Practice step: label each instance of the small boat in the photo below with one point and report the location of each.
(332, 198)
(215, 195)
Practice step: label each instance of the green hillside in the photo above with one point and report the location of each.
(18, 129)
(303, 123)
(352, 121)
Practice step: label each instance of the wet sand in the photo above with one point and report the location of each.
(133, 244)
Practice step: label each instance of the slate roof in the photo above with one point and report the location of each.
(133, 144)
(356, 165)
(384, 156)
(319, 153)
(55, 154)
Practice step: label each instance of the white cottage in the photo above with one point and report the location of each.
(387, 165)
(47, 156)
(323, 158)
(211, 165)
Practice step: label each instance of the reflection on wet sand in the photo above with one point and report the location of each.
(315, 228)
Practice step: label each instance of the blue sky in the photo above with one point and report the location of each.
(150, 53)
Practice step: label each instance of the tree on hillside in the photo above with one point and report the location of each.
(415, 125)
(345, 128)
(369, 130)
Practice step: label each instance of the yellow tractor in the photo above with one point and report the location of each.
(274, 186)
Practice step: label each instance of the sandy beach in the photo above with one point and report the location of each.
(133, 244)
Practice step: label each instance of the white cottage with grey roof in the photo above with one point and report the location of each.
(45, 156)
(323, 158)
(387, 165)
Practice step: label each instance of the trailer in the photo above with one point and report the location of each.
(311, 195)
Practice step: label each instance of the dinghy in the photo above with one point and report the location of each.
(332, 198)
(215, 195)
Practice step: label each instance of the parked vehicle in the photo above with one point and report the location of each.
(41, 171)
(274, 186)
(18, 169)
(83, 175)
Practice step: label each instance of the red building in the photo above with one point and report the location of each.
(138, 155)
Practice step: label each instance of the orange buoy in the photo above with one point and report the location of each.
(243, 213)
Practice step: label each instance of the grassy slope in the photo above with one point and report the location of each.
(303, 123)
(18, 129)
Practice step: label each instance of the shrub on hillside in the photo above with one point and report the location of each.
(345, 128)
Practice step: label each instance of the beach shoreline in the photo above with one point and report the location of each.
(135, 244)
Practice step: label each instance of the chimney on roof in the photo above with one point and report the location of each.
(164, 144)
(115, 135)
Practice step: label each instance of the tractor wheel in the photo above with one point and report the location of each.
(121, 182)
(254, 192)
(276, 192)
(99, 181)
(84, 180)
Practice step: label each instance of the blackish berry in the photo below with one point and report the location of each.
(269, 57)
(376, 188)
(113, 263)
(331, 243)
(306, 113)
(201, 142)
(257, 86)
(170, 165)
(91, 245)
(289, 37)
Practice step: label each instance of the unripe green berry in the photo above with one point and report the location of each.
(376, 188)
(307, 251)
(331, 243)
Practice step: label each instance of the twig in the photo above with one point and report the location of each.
# # #
TASK TO COMPLETE: Output the line that contains "Practice step: label each instance of the parked", followed by every later line in the listing, with no line omitted and none added.

RESULT OF THE EXERCISE:
Practice step: label each instance of the parked vehicle in the photo above with one point and report the location of each.
(41, 171)
(274, 186)
(18, 169)
(83, 175)
Practice step: label each instance of the red building in the photo above with one point and report the location of each.
(138, 155)
Practice step: label each instance of the orange buoy in the photo above with one point and report the location of each.
(243, 213)
Practice step: label each instance of the grassy slope in the photo above with one point and report the location of each.
(303, 123)
(18, 129)
Practice step: label each instance of the shrub on hillside in the photo above with one point and report the location of each.
(345, 128)
Practice step: label each instance of the beach shoreline in the photo above with one point and report the location of each.
(135, 244)
Practice step: label each instance of the chimney on roof in the photo above with one point and report the location of each.
(164, 144)
(115, 135)
Practice step: label each instance of the tractor wheel in the photo above with one point and report the location of each.
(121, 182)
(254, 192)
(276, 192)
(99, 181)
(84, 180)
Practice step: label each instance of the blackish berry in the photo below with one point and report the location of each.
(269, 57)
(376, 188)
(113, 263)
(331, 243)
(306, 113)
(201, 142)
(257, 86)
(170, 165)
(91, 245)
(289, 37)
Practice step: label each instance of the unripe green berry in the photo above with one point and report the location of each.
(376, 188)
(307, 251)
(331, 243)
Practice step: label each instance of the twig in the photo above with one point and report the location of each.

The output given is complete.